## What the task requires
Your task is to extract the lines from the one holding "man in black" through the end of the material. Set them down exactly and add nothing.

## Exercise data
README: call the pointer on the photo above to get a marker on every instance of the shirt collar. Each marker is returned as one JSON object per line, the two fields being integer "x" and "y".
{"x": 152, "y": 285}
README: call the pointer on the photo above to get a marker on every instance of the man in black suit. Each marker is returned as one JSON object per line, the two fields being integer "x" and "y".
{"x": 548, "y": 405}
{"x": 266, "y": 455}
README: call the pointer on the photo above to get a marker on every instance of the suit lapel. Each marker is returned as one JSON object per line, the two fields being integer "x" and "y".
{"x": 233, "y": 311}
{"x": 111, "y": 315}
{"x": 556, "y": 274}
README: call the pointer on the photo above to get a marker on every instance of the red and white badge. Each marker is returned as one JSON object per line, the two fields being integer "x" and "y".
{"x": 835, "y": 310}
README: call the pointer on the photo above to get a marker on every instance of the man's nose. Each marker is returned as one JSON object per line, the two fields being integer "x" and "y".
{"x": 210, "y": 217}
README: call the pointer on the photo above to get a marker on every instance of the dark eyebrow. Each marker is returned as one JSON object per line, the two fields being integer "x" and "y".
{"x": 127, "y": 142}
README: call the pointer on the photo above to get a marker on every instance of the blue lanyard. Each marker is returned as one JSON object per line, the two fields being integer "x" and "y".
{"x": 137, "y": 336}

## Worked solution
README: call the pointer on the photo above to get a marker on every instance of the man in black suit. Each marker is returned as one JSON object per line, the two fields being integer "x" and "y".
{"x": 548, "y": 405}
{"x": 266, "y": 455}
README: call the pointer on the photo above to get a marker on every instance of the suit lapel. Each marker is returned as one JSON object per line, the two fields being integer "x" and "y".
{"x": 233, "y": 311}
{"x": 111, "y": 315}
{"x": 556, "y": 274}
README: call the pointer on the photo above to get a marker on every instance of the red and white badge. Each marker is returned as one JSON object per line, the two fields being integer "x" and "y".
{"x": 835, "y": 310}
README: call the pointer on the photo above to get a marker on every instance of the man's nose. Each marker is returned as one JSON object per line, the two fields being integer "x" and "y".
{"x": 210, "y": 217}
README: call the pointer on the photo above to get a marker on every instance of the dark eyebrow. Each marker is returned as one JSON object per line, the two fields being integer "x" and "y".
{"x": 127, "y": 142}
README: call the pointer on the photo above to get a marker on every instance of the blue lanyard. Each marker is returned as one JSON object per line, the two fields being integer "x" and "y".
{"x": 137, "y": 336}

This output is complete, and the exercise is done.